# What to produce
Print every line of the listing below, starting with the line that holds "like point(16, 5)." and going on through the line that holds "like point(108, 42).", both included, and print nothing else.

# Materials provided
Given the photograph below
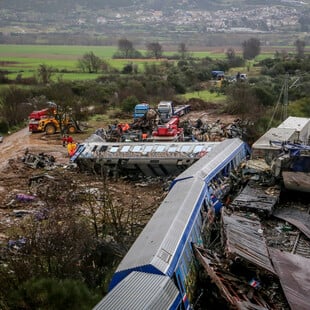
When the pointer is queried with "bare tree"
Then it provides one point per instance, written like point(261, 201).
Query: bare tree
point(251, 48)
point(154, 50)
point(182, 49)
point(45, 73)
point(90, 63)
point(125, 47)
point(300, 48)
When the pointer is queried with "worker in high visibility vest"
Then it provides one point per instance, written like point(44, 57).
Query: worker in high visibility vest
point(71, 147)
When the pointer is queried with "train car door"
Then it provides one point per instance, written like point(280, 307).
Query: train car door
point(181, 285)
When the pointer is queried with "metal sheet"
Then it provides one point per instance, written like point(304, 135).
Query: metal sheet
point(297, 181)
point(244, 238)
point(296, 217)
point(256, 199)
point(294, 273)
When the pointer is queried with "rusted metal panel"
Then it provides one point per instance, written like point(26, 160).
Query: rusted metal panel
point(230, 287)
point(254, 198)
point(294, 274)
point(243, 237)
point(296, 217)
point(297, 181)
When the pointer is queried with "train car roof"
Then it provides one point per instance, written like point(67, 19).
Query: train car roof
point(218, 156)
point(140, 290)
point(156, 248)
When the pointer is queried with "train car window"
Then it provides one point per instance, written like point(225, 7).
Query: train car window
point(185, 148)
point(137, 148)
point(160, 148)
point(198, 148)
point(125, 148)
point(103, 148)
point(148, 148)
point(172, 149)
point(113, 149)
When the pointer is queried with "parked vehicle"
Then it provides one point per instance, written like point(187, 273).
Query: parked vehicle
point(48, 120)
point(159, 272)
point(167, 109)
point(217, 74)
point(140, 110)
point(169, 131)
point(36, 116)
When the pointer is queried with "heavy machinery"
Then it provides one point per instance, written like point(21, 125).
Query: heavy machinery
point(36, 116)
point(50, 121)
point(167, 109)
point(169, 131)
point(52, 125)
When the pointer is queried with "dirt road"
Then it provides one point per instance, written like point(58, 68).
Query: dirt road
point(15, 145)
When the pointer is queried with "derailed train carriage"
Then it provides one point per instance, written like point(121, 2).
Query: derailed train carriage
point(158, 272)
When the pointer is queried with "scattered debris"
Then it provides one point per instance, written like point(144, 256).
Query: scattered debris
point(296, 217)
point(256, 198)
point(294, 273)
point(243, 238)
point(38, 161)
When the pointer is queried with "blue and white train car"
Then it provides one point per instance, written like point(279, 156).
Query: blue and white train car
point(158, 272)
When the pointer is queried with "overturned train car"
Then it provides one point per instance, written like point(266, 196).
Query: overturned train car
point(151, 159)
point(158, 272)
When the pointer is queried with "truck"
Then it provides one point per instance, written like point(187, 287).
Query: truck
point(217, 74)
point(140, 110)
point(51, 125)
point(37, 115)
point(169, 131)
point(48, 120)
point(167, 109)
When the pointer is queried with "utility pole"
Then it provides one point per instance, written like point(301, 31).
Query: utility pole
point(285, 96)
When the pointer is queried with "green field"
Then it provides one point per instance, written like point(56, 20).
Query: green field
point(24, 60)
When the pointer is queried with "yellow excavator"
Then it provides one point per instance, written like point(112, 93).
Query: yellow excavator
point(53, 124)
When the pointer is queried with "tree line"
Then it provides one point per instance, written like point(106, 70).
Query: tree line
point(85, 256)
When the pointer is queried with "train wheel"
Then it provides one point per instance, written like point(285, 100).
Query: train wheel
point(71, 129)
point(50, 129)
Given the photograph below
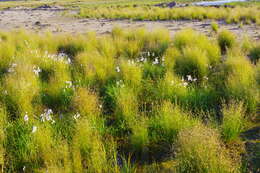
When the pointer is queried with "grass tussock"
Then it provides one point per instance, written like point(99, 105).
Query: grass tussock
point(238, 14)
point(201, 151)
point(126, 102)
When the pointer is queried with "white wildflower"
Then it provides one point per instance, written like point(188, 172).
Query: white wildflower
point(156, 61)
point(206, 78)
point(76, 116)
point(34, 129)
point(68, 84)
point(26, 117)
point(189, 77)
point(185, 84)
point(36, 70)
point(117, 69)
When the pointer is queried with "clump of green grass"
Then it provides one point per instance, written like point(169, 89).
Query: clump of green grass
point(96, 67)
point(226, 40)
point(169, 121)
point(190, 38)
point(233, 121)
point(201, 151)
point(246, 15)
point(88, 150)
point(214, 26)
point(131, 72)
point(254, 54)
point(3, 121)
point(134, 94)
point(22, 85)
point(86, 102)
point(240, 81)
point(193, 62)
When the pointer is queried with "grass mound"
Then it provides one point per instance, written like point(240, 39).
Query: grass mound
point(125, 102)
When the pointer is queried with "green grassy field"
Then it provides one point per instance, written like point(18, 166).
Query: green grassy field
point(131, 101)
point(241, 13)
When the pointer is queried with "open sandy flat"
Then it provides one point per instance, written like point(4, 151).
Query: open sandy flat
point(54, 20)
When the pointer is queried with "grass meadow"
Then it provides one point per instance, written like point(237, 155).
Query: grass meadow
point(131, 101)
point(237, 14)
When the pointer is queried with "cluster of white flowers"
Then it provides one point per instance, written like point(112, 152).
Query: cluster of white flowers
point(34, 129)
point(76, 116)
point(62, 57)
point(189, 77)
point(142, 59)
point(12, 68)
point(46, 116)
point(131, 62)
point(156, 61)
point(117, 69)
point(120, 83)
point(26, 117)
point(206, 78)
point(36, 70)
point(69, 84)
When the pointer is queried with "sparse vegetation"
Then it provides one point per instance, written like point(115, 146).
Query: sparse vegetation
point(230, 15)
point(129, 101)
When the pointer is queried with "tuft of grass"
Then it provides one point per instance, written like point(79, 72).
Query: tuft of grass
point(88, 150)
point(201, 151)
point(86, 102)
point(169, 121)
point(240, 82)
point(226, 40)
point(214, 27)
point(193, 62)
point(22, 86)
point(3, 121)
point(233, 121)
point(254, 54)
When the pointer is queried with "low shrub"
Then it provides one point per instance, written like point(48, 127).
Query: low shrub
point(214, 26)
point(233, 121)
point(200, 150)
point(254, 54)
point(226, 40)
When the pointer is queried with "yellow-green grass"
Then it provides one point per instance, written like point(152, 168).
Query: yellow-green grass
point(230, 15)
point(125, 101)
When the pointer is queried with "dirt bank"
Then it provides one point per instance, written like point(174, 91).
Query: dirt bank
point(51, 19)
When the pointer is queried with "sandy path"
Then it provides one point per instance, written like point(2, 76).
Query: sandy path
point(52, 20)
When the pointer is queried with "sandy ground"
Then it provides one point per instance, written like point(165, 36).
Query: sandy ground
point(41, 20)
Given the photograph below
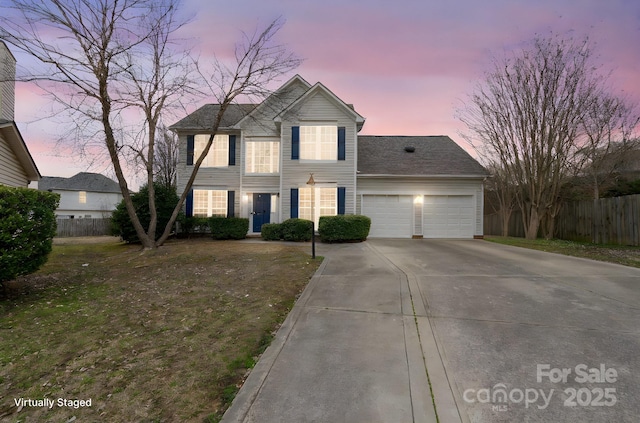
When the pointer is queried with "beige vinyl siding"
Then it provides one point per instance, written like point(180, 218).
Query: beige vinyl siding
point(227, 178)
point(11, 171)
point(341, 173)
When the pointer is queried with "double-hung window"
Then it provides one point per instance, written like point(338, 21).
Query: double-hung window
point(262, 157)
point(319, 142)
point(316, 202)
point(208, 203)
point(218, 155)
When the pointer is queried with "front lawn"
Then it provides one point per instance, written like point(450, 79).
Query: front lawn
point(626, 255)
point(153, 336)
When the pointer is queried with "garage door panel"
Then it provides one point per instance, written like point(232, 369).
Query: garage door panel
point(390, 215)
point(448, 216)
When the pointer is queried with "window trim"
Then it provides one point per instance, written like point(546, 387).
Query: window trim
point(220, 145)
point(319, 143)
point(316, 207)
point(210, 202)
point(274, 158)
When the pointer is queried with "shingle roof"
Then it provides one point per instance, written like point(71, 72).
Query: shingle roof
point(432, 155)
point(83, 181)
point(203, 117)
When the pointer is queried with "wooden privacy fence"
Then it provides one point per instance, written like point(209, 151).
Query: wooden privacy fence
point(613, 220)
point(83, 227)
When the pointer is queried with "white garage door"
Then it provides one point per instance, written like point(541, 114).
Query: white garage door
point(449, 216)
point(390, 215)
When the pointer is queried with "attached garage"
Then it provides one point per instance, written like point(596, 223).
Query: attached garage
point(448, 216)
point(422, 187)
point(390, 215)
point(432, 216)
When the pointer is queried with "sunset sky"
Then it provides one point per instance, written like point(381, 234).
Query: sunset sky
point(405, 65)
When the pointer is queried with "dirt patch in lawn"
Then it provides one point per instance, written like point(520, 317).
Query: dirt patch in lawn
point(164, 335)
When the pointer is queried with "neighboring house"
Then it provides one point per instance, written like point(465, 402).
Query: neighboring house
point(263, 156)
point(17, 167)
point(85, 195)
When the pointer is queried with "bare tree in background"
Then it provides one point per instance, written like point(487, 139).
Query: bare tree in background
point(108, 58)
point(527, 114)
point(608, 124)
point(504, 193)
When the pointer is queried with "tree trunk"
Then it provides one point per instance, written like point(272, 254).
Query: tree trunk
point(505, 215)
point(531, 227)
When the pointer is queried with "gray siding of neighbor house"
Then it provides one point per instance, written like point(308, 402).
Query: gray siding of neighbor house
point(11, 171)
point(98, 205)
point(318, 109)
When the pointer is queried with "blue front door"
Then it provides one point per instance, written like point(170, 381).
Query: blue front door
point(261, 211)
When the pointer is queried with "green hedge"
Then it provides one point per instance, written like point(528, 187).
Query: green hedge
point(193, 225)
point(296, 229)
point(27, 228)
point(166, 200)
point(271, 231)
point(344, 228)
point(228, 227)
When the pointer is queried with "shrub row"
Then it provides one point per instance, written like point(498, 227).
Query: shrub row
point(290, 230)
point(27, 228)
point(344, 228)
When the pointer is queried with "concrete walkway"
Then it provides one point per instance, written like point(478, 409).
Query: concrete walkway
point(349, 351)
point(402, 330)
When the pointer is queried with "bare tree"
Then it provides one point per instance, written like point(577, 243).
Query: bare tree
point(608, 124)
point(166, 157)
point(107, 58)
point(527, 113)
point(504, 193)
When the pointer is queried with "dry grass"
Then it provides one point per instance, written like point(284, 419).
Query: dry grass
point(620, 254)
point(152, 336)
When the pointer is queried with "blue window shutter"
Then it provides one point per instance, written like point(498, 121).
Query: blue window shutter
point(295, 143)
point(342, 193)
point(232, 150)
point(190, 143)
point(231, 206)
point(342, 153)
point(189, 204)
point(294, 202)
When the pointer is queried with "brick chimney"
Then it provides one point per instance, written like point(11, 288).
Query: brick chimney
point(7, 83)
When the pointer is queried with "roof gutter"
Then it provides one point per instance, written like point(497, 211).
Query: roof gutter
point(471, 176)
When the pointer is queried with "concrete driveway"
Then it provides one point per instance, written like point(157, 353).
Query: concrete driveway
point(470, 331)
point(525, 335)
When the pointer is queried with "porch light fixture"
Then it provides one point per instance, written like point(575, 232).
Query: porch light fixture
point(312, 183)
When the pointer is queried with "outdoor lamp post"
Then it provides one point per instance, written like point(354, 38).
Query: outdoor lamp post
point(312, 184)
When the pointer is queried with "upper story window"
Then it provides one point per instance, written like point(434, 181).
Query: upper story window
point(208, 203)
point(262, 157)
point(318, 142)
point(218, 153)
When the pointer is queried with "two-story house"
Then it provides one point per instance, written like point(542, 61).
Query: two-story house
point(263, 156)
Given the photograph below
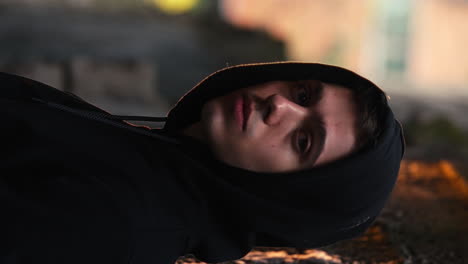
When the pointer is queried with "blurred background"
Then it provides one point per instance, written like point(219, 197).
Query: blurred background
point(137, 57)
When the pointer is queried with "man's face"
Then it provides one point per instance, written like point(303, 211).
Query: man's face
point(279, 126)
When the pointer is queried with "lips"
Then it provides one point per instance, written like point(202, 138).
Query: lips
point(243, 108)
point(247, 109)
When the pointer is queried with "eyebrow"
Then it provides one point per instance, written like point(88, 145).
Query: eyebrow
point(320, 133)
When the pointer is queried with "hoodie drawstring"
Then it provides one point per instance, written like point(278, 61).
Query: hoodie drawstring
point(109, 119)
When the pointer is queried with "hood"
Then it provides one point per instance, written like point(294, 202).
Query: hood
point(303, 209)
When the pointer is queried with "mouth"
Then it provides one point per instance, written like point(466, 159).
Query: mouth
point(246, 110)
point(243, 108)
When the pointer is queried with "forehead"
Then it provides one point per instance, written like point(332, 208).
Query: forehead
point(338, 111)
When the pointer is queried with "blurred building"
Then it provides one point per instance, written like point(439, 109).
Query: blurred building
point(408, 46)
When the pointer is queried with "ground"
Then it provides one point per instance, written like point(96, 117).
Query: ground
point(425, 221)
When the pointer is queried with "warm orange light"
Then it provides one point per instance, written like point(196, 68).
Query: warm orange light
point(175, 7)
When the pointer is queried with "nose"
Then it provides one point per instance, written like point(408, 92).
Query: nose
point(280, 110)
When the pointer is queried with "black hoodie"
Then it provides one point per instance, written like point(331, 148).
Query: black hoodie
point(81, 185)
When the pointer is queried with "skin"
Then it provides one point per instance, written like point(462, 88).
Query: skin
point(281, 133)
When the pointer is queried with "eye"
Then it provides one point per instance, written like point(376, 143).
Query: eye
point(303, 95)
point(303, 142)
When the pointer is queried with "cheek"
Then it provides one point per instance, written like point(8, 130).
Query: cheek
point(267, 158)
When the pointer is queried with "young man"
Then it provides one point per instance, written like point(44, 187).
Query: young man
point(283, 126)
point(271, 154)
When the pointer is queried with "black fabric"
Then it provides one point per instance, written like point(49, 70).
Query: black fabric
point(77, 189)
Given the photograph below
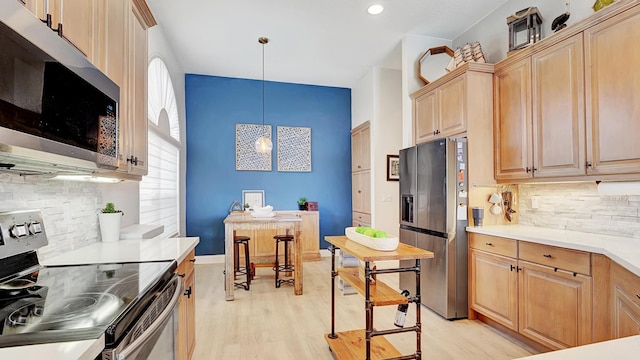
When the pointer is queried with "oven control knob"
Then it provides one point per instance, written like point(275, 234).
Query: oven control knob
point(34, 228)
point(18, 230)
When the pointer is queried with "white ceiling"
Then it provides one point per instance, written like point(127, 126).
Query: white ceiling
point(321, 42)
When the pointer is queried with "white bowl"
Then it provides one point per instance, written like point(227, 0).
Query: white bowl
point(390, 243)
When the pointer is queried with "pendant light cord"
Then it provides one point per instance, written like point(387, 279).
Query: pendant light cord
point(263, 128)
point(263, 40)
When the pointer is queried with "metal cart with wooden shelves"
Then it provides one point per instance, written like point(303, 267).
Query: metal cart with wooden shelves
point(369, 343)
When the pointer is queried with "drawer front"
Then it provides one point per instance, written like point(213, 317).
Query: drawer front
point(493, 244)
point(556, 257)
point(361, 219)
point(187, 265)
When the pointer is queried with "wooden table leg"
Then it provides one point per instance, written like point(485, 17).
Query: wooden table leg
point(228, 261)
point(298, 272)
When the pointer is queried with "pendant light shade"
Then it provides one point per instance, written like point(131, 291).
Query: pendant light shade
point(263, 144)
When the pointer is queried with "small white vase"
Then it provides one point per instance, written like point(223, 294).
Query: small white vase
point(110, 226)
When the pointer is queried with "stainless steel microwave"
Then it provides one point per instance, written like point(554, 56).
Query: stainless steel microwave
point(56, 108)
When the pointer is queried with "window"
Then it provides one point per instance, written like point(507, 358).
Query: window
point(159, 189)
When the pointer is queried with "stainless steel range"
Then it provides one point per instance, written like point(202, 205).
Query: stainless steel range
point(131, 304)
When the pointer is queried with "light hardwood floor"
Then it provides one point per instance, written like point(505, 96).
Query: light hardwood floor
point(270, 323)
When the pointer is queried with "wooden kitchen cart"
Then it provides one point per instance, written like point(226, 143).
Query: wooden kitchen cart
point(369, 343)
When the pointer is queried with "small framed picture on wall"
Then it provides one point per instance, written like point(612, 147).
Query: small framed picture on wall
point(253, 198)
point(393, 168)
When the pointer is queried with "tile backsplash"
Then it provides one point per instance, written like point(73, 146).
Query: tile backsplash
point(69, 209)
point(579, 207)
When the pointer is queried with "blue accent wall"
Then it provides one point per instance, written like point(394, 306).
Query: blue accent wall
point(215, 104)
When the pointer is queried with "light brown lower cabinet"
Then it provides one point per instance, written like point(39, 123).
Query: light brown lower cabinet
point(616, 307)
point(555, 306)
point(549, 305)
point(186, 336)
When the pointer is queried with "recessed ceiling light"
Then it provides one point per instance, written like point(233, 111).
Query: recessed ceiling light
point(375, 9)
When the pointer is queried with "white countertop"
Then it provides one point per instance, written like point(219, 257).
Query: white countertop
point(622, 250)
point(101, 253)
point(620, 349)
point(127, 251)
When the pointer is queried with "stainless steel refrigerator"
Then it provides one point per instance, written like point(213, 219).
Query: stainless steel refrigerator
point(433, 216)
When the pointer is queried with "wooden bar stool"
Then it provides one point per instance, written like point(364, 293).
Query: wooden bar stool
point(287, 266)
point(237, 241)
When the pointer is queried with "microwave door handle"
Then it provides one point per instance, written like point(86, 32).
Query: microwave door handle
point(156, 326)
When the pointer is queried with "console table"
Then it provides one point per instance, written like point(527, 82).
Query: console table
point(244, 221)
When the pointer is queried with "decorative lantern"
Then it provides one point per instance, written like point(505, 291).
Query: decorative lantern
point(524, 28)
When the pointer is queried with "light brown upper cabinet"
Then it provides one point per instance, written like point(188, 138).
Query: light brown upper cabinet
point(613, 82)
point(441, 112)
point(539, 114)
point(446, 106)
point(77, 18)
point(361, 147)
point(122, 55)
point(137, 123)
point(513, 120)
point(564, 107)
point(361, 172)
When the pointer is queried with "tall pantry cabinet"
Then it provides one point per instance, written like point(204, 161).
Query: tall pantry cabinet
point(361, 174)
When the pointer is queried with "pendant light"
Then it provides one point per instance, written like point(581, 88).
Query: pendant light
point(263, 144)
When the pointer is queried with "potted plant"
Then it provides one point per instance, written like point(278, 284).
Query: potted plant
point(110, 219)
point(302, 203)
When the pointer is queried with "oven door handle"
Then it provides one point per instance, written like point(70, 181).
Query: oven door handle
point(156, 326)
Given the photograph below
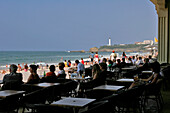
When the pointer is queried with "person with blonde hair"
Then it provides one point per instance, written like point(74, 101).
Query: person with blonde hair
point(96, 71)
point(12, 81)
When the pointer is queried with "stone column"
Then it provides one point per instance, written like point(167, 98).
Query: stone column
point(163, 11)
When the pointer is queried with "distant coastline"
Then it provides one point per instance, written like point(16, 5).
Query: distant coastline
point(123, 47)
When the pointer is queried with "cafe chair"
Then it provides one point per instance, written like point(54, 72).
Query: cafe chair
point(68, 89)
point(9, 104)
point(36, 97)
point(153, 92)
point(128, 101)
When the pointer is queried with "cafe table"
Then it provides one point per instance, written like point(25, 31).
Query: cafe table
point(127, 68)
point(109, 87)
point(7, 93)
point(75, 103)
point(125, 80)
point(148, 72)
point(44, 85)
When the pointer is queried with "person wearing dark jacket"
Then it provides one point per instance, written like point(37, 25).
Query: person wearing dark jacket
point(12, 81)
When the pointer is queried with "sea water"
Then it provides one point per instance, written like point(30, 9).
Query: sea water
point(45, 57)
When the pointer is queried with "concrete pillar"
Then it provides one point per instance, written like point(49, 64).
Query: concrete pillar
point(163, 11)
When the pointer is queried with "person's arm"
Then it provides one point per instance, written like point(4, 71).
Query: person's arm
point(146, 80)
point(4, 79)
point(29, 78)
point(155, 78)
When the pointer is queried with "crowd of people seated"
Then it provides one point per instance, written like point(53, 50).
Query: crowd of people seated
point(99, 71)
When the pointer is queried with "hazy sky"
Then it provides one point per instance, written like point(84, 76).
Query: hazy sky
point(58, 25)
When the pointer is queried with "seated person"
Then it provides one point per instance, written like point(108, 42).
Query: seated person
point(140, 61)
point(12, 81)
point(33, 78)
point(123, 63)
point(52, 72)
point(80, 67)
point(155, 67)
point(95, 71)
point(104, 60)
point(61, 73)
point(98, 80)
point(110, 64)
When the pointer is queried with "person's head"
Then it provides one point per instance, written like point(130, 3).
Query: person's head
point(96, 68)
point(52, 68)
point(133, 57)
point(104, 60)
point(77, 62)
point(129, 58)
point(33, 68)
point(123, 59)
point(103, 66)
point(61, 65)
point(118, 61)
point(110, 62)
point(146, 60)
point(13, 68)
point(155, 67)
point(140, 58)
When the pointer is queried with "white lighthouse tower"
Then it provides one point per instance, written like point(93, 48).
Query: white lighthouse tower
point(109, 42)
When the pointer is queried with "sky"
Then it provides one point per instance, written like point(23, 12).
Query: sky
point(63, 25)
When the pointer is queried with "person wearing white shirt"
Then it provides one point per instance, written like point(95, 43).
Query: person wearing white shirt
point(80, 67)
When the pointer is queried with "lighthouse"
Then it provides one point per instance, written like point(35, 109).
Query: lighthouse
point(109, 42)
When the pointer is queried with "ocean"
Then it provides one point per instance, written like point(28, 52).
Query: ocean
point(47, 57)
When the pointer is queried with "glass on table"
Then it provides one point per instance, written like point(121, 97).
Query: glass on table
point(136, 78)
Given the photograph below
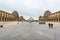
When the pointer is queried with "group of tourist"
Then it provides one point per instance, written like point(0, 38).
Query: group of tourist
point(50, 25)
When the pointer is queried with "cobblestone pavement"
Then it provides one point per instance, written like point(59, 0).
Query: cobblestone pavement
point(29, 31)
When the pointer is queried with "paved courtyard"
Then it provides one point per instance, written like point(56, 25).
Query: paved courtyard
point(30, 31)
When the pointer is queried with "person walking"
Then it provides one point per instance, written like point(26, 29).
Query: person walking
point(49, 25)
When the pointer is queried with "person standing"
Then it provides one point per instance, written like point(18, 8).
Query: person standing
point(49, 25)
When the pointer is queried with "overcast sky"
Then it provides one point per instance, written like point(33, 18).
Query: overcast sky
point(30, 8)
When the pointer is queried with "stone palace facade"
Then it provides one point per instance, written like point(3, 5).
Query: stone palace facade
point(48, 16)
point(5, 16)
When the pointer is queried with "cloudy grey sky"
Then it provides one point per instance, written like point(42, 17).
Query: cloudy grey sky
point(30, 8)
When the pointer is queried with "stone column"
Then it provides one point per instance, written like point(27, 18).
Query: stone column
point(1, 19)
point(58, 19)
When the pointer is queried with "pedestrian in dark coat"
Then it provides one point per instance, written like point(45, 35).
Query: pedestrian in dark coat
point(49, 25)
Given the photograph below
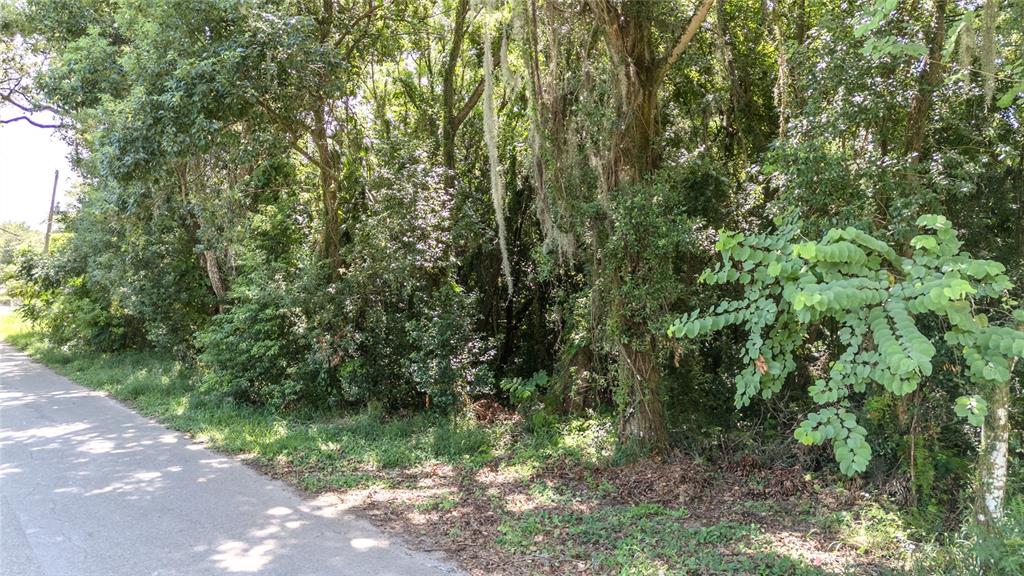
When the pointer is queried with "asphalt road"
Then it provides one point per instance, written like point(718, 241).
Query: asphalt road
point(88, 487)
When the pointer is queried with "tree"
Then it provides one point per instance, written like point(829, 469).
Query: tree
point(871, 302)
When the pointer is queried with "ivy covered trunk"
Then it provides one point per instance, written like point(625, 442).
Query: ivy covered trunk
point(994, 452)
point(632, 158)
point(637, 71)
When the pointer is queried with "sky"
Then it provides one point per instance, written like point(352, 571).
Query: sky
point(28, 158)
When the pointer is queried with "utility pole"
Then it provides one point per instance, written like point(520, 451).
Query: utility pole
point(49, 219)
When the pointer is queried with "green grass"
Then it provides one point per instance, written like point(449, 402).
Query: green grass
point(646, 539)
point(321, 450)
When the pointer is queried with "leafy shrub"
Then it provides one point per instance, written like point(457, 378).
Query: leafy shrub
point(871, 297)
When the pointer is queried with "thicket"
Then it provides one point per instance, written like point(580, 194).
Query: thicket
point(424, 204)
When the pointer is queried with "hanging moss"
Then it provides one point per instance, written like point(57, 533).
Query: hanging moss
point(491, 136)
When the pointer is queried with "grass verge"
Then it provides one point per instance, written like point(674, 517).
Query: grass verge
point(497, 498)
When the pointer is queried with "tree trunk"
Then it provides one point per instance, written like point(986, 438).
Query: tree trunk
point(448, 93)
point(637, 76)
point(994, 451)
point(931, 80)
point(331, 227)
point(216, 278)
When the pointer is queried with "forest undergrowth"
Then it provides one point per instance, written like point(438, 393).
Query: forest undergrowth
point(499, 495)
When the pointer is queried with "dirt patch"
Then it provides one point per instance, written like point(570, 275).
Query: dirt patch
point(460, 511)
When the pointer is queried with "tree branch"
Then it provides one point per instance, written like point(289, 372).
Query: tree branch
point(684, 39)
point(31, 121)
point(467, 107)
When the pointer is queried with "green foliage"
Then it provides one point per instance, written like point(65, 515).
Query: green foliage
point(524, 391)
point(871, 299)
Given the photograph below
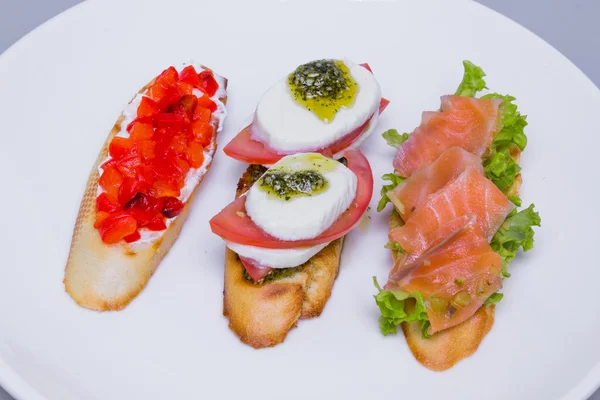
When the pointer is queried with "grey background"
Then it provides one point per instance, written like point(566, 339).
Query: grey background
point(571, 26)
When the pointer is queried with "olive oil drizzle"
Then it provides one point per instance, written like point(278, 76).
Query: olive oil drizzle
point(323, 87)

# Written reply
Then it provides one point per instance, written like point(16, 5).
Query: distant coastline
point(123, 47)
When the pointer is queried with "cafe chair"
Then it provides one point per instance, written like point(54, 72).
Query: cafe chair
point(68, 89)
point(9, 104)
point(36, 97)
point(153, 92)
point(128, 101)
When the pointer is queried with "cafe table"
Then it provides one point per instance, written like point(25, 31).
Query: cafe table
point(127, 68)
point(109, 87)
point(7, 93)
point(75, 103)
point(125, 80)
point(148, 72)
point(44, 85)
When the pointer is queried with "person wearing dark jacket"
Then it provides one point per instance, written like point(37, 25).
Query: person wearing dark jacket
point(12, 81)
When the pointer is queried with "sea water"
Then it provides one point per instance, written like point(30, 9).
Query: sea water
point(45, 57)
When the pointer is queried with "concrete pillar"
Then it provides one point per instance, written like point(49, 64).
Query: concrete pillar
point(163, 11)
When the pointer is queried with "person's arm"
Then it provides one point per instance, written like point(4, 71).
Query: person's arm
point(146, 80)
point(4, 79)
point(29, 78)
point(155, 78)
When the pointer is queried with "crowd of people seated"
Then it provides one point per instance, written like point(53, 50).
Query: crowd of people seated
point(99, 71)
When the pointer is queried with "hazy sky"
Then it provides one point per instance, written like point(84, 76).
Query: hazy sky
point(58, 25)
When the pointer is queried with "seated person"
Then it provides one point per instance, written like point(108, 42).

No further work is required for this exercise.